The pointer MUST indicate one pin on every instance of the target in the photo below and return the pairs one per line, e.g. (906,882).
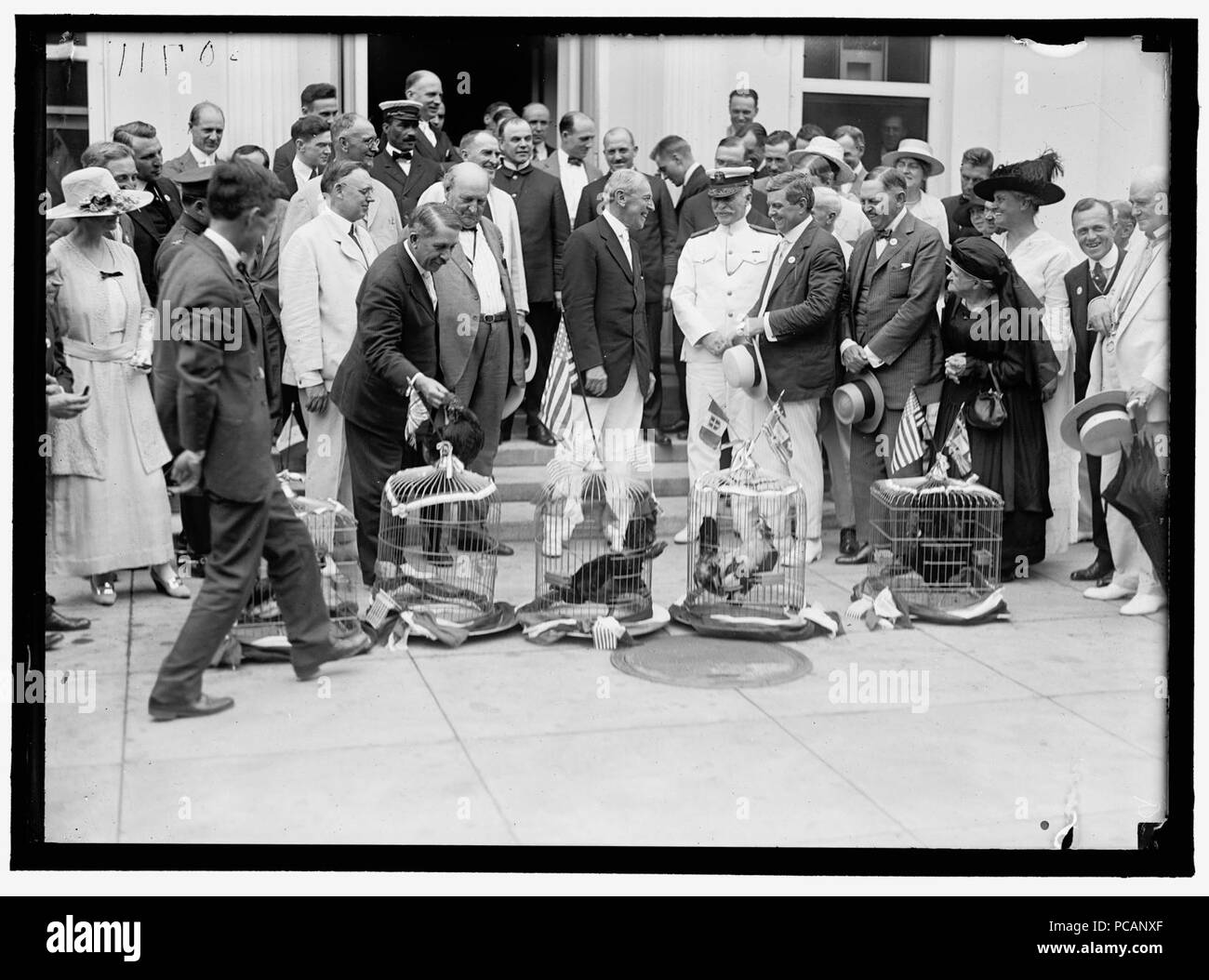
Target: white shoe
(1143,604)
(1105,592)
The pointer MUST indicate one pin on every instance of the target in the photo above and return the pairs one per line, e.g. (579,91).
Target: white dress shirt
(573,180)
(485,271)
(200,158)
(623,234)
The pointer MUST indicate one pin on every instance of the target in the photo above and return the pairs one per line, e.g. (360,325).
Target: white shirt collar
(230,251)
(201,158)
(619,230)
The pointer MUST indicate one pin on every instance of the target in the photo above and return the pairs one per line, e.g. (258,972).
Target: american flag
(910,442)
(556,398)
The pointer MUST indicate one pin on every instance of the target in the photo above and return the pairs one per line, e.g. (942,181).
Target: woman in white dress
(1016,191)
(917,162)
(110,501)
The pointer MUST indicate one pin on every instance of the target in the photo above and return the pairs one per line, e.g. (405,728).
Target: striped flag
(956,444)
(556,398)
(910,442)
(714,426)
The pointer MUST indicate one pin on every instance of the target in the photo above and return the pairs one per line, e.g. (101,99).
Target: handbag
(988,411)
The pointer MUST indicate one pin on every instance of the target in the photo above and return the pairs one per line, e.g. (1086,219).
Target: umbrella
(1139,492)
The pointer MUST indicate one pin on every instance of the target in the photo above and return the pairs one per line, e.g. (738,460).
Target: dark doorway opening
(475,71)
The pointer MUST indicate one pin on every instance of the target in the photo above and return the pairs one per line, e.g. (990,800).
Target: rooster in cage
(734,573)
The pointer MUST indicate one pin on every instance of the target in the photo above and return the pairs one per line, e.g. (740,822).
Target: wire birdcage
(438,539)
(936,541)
(593,543)
(333,532)
(745,557)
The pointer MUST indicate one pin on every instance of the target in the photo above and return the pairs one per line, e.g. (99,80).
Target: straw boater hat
(92,192)
(744,369)
(858,403)
(915,149)
(1031,177)
(1099,424)
(821,146)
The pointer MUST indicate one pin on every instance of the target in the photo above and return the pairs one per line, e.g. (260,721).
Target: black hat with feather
(1031,177)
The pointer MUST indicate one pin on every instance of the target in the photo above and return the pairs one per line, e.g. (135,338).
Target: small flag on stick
(910,442)
(714,426)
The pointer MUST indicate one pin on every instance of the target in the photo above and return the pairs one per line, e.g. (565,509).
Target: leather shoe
(863,555)
(204,705)
(542,435)
(1095,572)
(847,540)
(339,649)
(57,621)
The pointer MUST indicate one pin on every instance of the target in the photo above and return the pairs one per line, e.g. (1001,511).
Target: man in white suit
(321,273)
(1135,355)
(352,138)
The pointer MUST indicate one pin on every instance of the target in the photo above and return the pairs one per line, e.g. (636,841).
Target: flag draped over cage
(436,547)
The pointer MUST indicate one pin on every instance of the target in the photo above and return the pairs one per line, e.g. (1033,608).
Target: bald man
(424,87)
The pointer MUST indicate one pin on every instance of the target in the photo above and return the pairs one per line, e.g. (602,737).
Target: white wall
(254,77)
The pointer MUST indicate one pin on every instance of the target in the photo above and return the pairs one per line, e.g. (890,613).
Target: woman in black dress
(991,323)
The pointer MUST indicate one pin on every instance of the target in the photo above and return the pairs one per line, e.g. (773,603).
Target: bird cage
(333,532)
(745,557)
(936,541)
(595,543)
(438,539)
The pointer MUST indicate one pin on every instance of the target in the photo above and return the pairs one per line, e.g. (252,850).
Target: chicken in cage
(745,557)
(438,540)
(936,541)
(595,543)
(333,532)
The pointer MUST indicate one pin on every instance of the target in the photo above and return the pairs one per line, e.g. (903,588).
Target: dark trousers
(1099,527)
(870,462)
(544,322)
(241,535)
(373,458)
(681,367)
(654,404)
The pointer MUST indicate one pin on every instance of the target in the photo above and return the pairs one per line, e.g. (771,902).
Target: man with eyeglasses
(352,139)
(322,271)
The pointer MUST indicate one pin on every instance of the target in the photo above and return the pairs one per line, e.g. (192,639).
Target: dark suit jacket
(803,309)
(406,188)
(146,237)
(395,338)
(604,307)
(1081,290)
(208,396)
(542,212)
(657,241)
(902,325)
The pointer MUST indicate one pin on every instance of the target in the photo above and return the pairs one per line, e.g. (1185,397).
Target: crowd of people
(367,272)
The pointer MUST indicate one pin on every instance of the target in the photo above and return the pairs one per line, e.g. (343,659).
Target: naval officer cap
(400,109)
(726,181)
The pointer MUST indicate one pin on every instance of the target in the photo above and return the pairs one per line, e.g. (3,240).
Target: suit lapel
(615,246)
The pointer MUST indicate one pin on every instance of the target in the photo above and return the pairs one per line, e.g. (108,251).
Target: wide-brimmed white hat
(822,146)
(92,192)
(744,369)
(917,149)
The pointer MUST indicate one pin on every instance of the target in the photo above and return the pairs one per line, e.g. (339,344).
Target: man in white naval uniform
(718,279)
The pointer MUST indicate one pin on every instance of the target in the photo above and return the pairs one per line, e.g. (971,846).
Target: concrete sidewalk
(503,741)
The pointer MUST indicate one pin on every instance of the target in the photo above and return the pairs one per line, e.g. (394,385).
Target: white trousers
(705,381)
(806,463)
(327,474)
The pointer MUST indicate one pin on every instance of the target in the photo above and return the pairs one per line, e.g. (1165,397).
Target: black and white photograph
(525,431)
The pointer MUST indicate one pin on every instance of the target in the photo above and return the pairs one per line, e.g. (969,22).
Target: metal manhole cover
(694,661)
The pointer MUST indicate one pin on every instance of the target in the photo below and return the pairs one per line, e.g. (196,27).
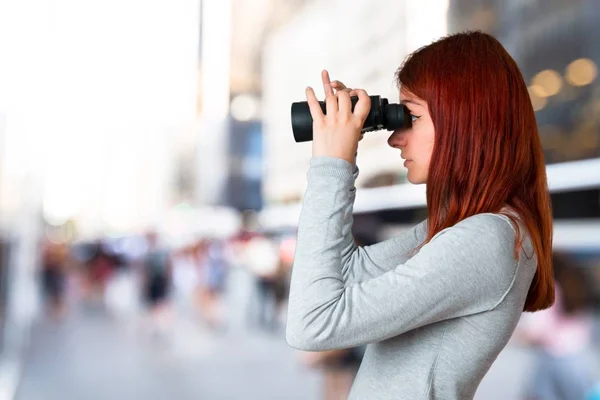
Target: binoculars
(382,115)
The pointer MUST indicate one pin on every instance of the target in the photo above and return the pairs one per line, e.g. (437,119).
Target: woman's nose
(397,139)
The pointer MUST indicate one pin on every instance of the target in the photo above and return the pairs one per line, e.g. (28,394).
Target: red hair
(487,152)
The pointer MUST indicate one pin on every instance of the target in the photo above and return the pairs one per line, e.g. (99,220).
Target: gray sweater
(434,321)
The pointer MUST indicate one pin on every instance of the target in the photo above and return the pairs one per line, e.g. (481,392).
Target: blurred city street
(92,355)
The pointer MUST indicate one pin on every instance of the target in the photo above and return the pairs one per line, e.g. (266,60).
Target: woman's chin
(415,179)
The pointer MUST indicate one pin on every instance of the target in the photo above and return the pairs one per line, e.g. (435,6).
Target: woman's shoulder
(485,226)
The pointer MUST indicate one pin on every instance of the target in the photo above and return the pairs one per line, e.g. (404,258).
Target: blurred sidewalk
(95,357)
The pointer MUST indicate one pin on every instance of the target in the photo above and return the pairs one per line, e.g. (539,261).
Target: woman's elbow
(302,338)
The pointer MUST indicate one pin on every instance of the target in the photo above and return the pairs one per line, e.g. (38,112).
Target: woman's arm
(360,263)
(465,269)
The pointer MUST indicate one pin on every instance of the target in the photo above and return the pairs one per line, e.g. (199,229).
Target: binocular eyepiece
(382,115)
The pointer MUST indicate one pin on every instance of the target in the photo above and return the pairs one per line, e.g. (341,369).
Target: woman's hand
(336,133)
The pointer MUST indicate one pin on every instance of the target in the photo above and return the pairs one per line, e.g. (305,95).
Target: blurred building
(552,41)
(362,46)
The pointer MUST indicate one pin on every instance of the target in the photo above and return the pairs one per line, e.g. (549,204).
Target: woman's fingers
(344,103)
(331,104)
(363,106)
(313,105)
(337,85)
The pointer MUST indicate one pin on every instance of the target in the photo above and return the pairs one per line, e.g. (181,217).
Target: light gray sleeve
(360,263)
(465,269)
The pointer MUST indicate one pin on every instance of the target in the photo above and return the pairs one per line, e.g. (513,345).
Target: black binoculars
(383,115)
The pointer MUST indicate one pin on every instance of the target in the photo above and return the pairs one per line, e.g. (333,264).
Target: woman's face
(416,142)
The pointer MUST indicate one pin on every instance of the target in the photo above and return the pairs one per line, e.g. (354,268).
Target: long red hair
(487,152)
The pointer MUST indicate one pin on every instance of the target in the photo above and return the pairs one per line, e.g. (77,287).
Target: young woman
(437,304)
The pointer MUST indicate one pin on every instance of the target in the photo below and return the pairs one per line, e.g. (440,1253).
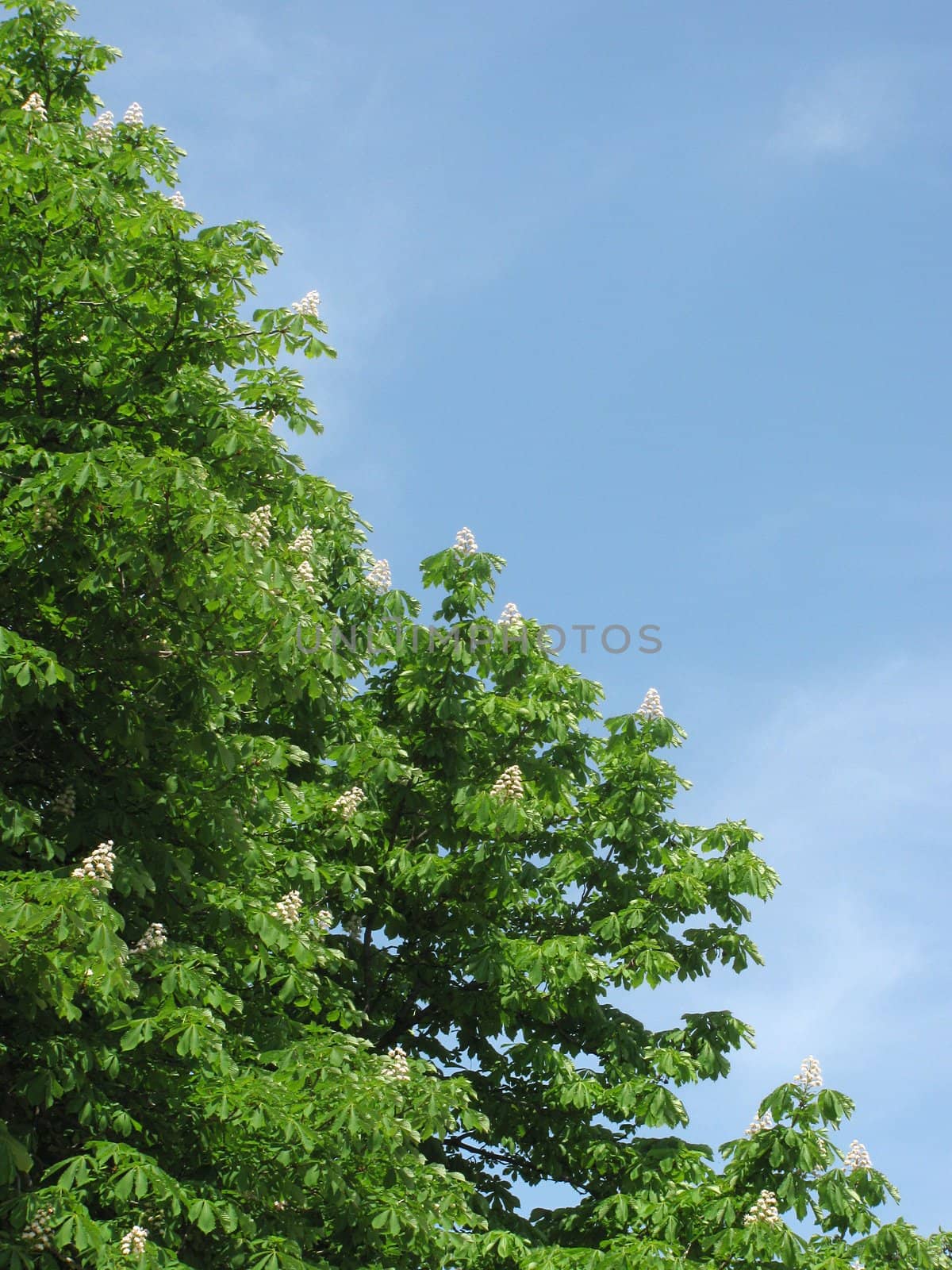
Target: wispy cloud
(854,108)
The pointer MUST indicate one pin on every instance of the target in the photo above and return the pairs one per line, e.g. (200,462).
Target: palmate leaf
(374,1081)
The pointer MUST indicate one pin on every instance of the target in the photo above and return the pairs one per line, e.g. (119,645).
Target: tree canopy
(317,925)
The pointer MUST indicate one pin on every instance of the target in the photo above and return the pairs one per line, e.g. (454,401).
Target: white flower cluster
(378,577)
(348,803)
(98,865)
(289,908)
(509,785)
(759,1124)
(651,706)
(397,1067)
(35,105)
(810,1076)
(103,126)
(763,1210)
(259,527)
(65,803)
(309,306)
(305,575)
(38,1235)
(133,1242)
(857,1156)
(154,939)
(465,543)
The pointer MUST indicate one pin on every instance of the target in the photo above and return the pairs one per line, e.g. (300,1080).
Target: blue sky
(657,300)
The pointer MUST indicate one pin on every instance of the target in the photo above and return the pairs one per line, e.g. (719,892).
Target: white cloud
(854,108)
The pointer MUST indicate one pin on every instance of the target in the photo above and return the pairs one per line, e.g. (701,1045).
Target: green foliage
(175,1051)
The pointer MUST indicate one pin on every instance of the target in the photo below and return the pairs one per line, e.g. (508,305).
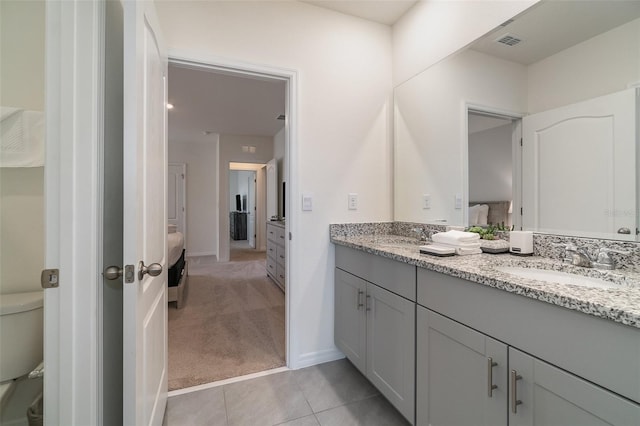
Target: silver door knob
(154,269)
(112,272)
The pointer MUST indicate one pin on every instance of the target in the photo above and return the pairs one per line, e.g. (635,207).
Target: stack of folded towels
(463,242)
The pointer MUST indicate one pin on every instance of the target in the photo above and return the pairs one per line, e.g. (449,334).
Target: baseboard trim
(200,253)
(314,358)
(226,381)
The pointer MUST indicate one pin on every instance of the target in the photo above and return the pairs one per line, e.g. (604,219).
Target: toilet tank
(21,338)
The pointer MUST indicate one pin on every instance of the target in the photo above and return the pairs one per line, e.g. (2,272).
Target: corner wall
(201,159)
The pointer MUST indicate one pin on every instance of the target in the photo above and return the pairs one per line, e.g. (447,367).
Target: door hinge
(50,278)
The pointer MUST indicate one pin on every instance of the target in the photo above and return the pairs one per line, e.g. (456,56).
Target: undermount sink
(556,277)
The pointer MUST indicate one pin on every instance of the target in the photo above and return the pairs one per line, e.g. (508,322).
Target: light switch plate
(307,202)
(426,201)
(353,201)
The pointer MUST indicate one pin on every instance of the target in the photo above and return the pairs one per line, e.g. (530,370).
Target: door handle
(114,272)
(154,269)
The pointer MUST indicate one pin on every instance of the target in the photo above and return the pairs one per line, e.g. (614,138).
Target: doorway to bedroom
(225,126)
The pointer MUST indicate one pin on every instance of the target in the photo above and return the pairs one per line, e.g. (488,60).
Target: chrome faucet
(604,261)
(422,234)
(579,257)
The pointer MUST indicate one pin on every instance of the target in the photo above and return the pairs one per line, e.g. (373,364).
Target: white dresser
(276,256)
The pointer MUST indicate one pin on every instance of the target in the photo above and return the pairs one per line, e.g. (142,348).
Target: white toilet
(21,342)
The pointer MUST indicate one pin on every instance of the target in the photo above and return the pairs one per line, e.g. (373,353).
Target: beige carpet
(231,324)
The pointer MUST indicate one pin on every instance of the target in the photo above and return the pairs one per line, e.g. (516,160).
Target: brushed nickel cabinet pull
(514,391)
(490,385)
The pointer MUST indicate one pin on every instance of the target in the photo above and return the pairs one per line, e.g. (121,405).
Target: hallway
========================================================================
Output, unchanged, the lines from the line with "line, e.g. (530,370)." through the final line of the material.

The pointer MUST indicate one pin on every instance of the target in the photo above and return the pairs one per line, e.g. (530,370).
Target: door handle
(114,272)
(154,269)
The pointer MUST indicate one pin on every instance of the target in the photo above and return the pairs one per line, e.g. (614,138).
Target: doorway to bedroom
(225,126)
The pointer MUST indicate one pin on every instance of the target in the photo above and return the pairs one per line, e.g. (488,60).
Target: chrome faucet
(604,261)
(422,234)
(579,257)
The pointer MUST indicate one pin on every instance of the target in the photo above and return the pairs one per line, e.g. (373,364).
Target: white dresser
(276,256)
The pointer MUST indicate one pin on every instance of the target in the photo above and return the pairs one per line, e.g. (142,348).
Target: white toilet
(21,342)
The pointer MUST indicate one pin on every instance of the target in the photo above and return the pairs one per line, e.g. (373,353).
Target: beige carpet
(231,324)
The pointer MUST indicate one pin on every instance of the target in the photo above and return the pairs one per line, e.g. (516,160).
Target: brushed nickel cabinet pull
(514,391)
(490,385)
The pointer MUST indicate one pin on every instance of the target in the photo above and return the pairs one per line, e.g. (121,405).
Target: hallway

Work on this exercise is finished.